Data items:

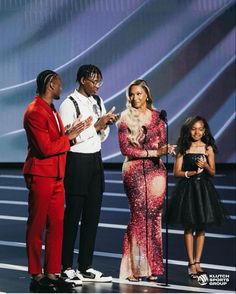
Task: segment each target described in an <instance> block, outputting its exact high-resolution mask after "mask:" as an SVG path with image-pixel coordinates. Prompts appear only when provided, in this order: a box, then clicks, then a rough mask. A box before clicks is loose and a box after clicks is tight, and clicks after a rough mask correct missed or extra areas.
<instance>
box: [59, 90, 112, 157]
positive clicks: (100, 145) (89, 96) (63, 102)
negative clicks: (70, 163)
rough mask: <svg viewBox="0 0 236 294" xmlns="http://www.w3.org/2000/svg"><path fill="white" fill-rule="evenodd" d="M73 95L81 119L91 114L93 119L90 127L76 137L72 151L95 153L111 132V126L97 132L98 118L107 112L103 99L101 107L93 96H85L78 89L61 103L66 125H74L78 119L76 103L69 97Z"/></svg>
mask: <svg viewBox="0 0 236 294" xmlns="http://www.w3.org/2000/svg"><path fill="white" fill-rule="evenodd" d="M70 96H72V97H73V98H74V99H75V101H76V102H77V103H78V106H79V110H80V114H81V120H85V119H86V118H88V117H89V116H92V118H93V121H92V124H91V126H90V127H88V128H87V129H85V130H84V131H83V132H82V133H80V134H79V136H78V137H77V138H76V144H75V145H73V146H71V148H70V151H72V152H79V153H95V152H98V151H100V150H101V142H103V141H105V140H106V138H107V137H108V134H109V131H110V129H109V127H107V128H106V129H105V130H102V131H101V132H100V133H99V134H98V133H97V132H96V129H95V127H94V124H95V123H96V122H97V120H98V118H99V117H101V116H102V115H104V114H105V113H106V109H105V106H104V103H103V101H102V99H101V108H102V111H100V107H99V106H98V104H97V101H96V100H95V99H94V98H93V96H89V97H85V96H83V95H82V94H80V93H79V92H78V91H77V90H75V91H74V93H72V94H71V95H69V96H68V97H67V98H66V99H65V100H64V101H63V102H62V104H61V106H60V108H59V114H60V116H61V119H62V121H63V124H64V126H67V125H72V123H73V122H74V121H75V120H76V119H77V114H76V109H75V106H74V103H73V102H72V101H71V100H70V99H69V97H70Z"/></svg>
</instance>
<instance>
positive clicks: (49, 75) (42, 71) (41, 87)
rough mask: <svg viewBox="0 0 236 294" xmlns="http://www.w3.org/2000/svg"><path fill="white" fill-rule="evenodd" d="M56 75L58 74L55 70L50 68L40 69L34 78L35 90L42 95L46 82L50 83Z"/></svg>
mask: <svg viewBox="0 0 236 294" xmlns="http://www.w3.org/2000/svg"><path fill="white" fill-rule="evenodd" d="M56 77H58V74H57V73H56V72H55V71H52V70H50V69H47V70H44V71H42V72H41V73H40V74H38V76H37V79H36V84H37V90H36V93H38V94H39V95H42V94H44V93H45V91H46V86H47V84H48V83H51V82H52V80H53V79H54V78H56Z"/></svg>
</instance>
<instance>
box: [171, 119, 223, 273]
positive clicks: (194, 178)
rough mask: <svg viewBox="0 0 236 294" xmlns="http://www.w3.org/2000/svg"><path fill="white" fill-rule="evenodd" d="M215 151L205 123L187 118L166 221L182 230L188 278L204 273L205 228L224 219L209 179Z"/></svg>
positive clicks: (178, 147) (179, 145) (221, 221)
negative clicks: (187, 258)
mask: <svg viewBox="0 0 236 294" xmlns="http://www.w3.org/2000/svg"><path fill="white" fill-rule="evenodd" d="M216 151H217V147H216V145H215V140H214V138H213V136H212V135H211V131H210V128H209V126H208V124H207V122H206V120H205V119H204V118H202V117H200V116H195V117H189V118H188V119H187V120H186V121H185V123H184V124H183V126H182V128H181V131H180V137H179V139H178V142H177V155H176V162H175V164H174V175H175V177H180V179H179V182H178V183H177V184H176V187H175V190H174V191H173V195H172V197H171V199H170V204H169V209H168V222H169V223H170V224H182V226H183V227H184V244H185V249H186V253H187V258H188V262H189V264H188V273H189V277H190V278H192V279H196V278H198V276H199V275H202V274H206V273H205V272H204V271H203V269H202V268H201V266H200V259H201V256H202V251H203V246H204V240H205V230H206V227H207V226H208V225H210V224H221V223H222V221H223V220H224V219H225V214H224V212H223V208H222V206H221V204H220V201H219V197H218V194H217V191H216V189H215V187H214V185H213V184H212V182H211V180H210V177H212V176H214V175H215V153H216ZM194 233H195V235H194Z"/></svg>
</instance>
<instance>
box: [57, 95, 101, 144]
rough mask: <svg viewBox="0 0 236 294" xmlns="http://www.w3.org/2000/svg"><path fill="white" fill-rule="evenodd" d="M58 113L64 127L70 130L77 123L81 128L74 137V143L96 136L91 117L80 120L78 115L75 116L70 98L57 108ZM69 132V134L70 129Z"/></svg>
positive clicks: (75, 113) (79, 117) (91, 118)
mask: <svg viewBox="0 0 236 294" xmlns="http://www.w3.org/2000/svg"><path fill="white" fill-rule="evenodd" d="M59 114H60V117H61V119H62V122H63V125H64V126H65V128H66V129H69V130H71V129H73V126H75V125H76V126H78V127H79V125H80V126H81V130H80V132H79V133H78V135H77V137H76V144H79V143H82V142H84V141H86V140H88V139H89V138H91V137H94V136H97V133H96V130H95V128H94V126H93V125H92V118H91V117H87V118H86V119H85V120H80V117H79V118H77V114H76V110H75V107H74V104H73V102H72V101H71V100H70V99H66V100H64V101H63V103H62V104H61V106H60V108H59ZM69 134H71V131H70V132H69Z"/></svg>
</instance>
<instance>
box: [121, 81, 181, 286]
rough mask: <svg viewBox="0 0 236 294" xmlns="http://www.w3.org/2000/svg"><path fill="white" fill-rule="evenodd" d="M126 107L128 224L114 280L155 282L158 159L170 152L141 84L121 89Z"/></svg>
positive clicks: (160, 165)
mask: <svg viewBox="0 0 236 294" xmlns="http://www.w3.org/2000/svg"><path fill="white" fill-rule="evenodd" d="M126 94H127V105H126V106H127V108H126V110H125V111H124V112H122V114H121V118H120V121H119V143H120V149H121V152H122V154H123V155H124V156H126V158H125V161H124V164H123V181H124V187H125V191H126V194H127V197H128V202H129V206H130V221H129V224H128V227H127V231H126V233H125V236H124V244H123V256H122V261H121V266H120V278H122V279H128V280H130V281H139V280H140V278H144V277H145V278H147V279H148V280H150V281H156V280H157V275H161V274H163V271H164V269H163V257H162V234H161V218H162V207H163V202H164V197H165V191H166V169H165V166H164V164H163V162H162V160H161V159H160V157H161V156H162V155H165V154H167V153H173V152H174V148H175V146H173V145H165V140H166V132H165V124H164V122H163V121H162V120H161V119H160V117H159V112H158V111H156V110H154V108H153V104H152V101H153V100H152V96H151V93H150V89H149V87H148V86H147V83H146V82H145V81H144V80H136V81H134V82H132V83H131V84H130V85H129V86H128V89H127V93H126Z"/></svg>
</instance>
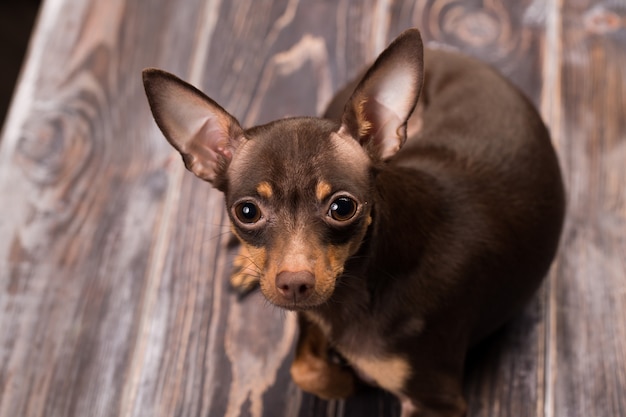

* _The problem_
Write out every line of the items above word for word, leaving out the pictures.

* _Written reply_
Task: segment each target described in an <instance> block, outputting its exact high-resolution mask after "mask:" as an SVG path with image-pixel coordinates. Prompts appear only when provided, in this order: a box, then clicks, then a rough mask. A box before clicks is loose and a box after clicks is tight, and clicks after a rough mask correct missed or extra areas.
<instance>
box: [59, 90, 112, 157]
positive clicks: (100, 145) (89, 96) (63, 102)
negative clicks: (70, 163)
rough mask: <svg viewBox="0 0 236 294" xmlns="http://www.w3.org/2000/svg"><path fill="white" fill-rule="evenodd" d="M73 95L81 119L91 114L93 119L90 127L76 137L72 151L95 153L111 132V126L97 132L98 118L107 112L103 99L101 107L93 96H85L78 89L61 103L66 125H74L78 119L76 103L69 97Z"/></svg>
mask: <svg viewBox="0 0 236 294" xmlns="http://www.w3.org/2000/svg"><path fill="white" fill-rule="evenodd" d="M70 96H72V97H73V98H74V99H75V101H76V102H77V103H78V106H79V110H80V114H81V120H85V119H86V118H88V117H89V116H92V118H93V121H92V124H91V126H90V127H88V128H87V129H85V130H84V131H83V132H82V133H80V134H79V136H78V137H77V138H76V144H75V145H73V146H71V148H70V151H72V152H79V153H95V152H98V151H100V150H101V142H103V141H105V140H106V138H107V137H108V134H109V131H110V129H109V127H107V128H106V129H105V130H102V131H101V132H100V133H99V134H98V133H97V132H96V129H95V127H94V124H95V123H96V122H97V120H98V118H99V117H101V116H102V115H104V114H105V113H106V109H105V106H104V103H103V101H102V99H101V108H102V111H100V107H99V106H98V104H97V101H96V100H95V99H94V98H93V96H89V97H85V96H83V95H82V94H80V93H79V92H78V91H77V90H75V91H74V93H72V94H71V95H69V96H68V97H67V98H66V99H65V100H64V101H63V102H62V104H61V106H60V108H59V114H60V116H61V119H62V121H63V124H64V126H67V125H72V123H73V122H74V121H75V120H76V119H77V114H76V109H75V106H74V103H73V102H72V101H71V100H70V99H69V97H70Z"/></svg>
</instance>
<instance>
positive clicks: (49, 75) (42, 71) (41, 87)
rough mask: <svg viewBox="0 0 236 294" xmlns="http://www.w3.org/2000/svg"><path fill="white" fill-rule="evenodd" d="M56 75L58 74L55 70L50 68L40 69L34 78L35 90L42 95L46 82L50 83Z"/></svg>
mask: <svg viewBox="0 0 236 294" xmlns="http://www.w3.org/2000/svg"><path fill="white" fill-rule="evenodd" d="M56 77H58V74H57V73H56V72H55V71H52V70H50V69H47V70H44V71H42V72H41V73H40V74H38V76H37V79H36V84H37V90H36V93H38V94H39V95H42V94H44V93H45V91H46V86H47V84H48V83H51V82H52V80H53V79H54V78H56Z"/></svg>
</instance>
<instance>
box: [171, 119, 223, 273]
positive clicks: (194, 178)
rough mask: <svg viewBox="0 0 236 294" xmlns="http://www.w3.org/2000/svg"><path fill="white" fill-rule="evenodd" d="M215 151L205 123L187 118L166 221L182 230L188 278L204 273L205 228L224 219L209 179Z"/></svg>
positive clicks: (178, 147) (179, 145) (221, 221)
negative clicks: (187, 258)
mask: <svg viewBox="0 0 236 294" xmlns="http://www.w3.org/2000/svg"><path fill="white" fill-rule="evenodd" d="M216 151H217V147H216V145H215V140H214V138H213V136H212V135H211V131H210V128H209V126H208V124H207V122H206V120H205V119H204V118H202V117H200V116H195V117H189V118H188V119H187V120H186V121H185V123H184V124H183V126H182V128H181V131H180V137H179V139H178V142H177V155H176V162H175V164H174V175H175V177H180V179H179V182H178V183H177V184H176V187H175V190H174V191H173V195H172V197H171V199H170V204H169V209H168V222H169V223H170V224H182V226H183V227H184V244H185V249H186V253H187V258H188V262H189V264H188V273H189V277H190V278H192V279H196V278H198V276H199V275H202V274H206V273H205V272H204V271H203V269H202V268H201V266H200V259H201V256H202V251H203V246H204V240H205V230H206V227H207V226H208V225H210V224H221V223H222V221H223V220H224V219H225V214H224V212H223V208H222V206H221V204H220V201H219V197H218V194H217V191H216V189H215V187H214V185H213V184H212V182H211V180H210V177H212V176H214V175H215V153H216ZM194 233H195V235H194Z"/></svg>
</instance>
<instance>
box: [57, 95, 101, 144]
rough mask: <svg viewBox="0 0 236 294" xmlns="http://www.w3.org/2000/svg"><path fill="white" fill-rule="evenodd" d="M58 113L64 127L70 130L77 123L81 128L74 137V143L96 136L91 117L80 120L78 115L75 116L70 98L57 108ZM69 132V134L70 129Z"/></svg>
positive clicks: (75, 113) (79, 117) (91, 118)
mask: <svg viewBox="0 0 236 294" xmlns="http://www.w3.org/2000/svg"><path fill="white" fill-rule="evenodd" d="M59 114H60V117H61V119H62V122H63V125H64V126H65V128H66V129H69V130H71V129H73V126H75V125H76V126H78V127H79V125H80V126H81V130H80V132H79V133H78V135H77V137H76V144H79V143H82V142H84V141H86V140H88V139H89V138H91V137H94V136H97V133H96V130H95V128H94V126H93V125H92V118H91V117H87V118H86V119H85V120H80V117H79V118H77V114H76V110H75V107H74V104H73V102H72V101H71V100H70V99H66V100H64V101H63V103H62V104H61V106H60V108H59ZM69 134H71V131H70V132H69Z"/></svg>
</instance>
<instance>
box: [121, 81, 181, 286]
rough mask: <svg viewBox="0 0 236 294" xmlns="http://www.w3.org/2000/svg"><path fill="white" fill-rule="evenodd" d="M126 107L128 224L114 280L155 282L158 159L170 152L141 84L121 89Z"/></svg>
positive clicks: (160, 165)
mask: <svg viewBox="0 0 236 294" xmlns="http://www.w3.org/2000/svg"><path fill="white" fill-rule="evenodd" d="M126 94H127V105H126V106H127V108H126V110H125V111H124V112H122V114H121V118H120V121H119V143H120V149H121V152H122V154H123V155H124V156H126V158H125V161H124V164H123V181H124V187H125V191H126V194H127V197H128V202H129V206H130V221H129V224H128V227H127V231H126V233H125V236H124V244H123V256H122V261H121V266H120V278H122V279H128V280H130V281H139V280H140V278H144V277H145V278H147V279H148V280H150V281H156V280H157V275H161V274H163V271H164V269H163V257H162V234H161V218H162V207H163V202H164V197H165V191H166V169H165V166H164V164H163V162H162V160H161V159H160V157H161V156H162V155H165V154H167V153H173V152H174V148H175V146H173V145H165V140H166V132H165V124H164V122H163V121H162V120H161V119H160V117H159V112H158V111H156V110H154V108H153V104H152V101H153V100H152V96H151V93H150V89H149V87H148V86H147V83H146V82H145V81H144V80H136V81H134V82H132V83H131V84H130V85H129V86H128V89H127V93H126Z"/></svg>
</instance>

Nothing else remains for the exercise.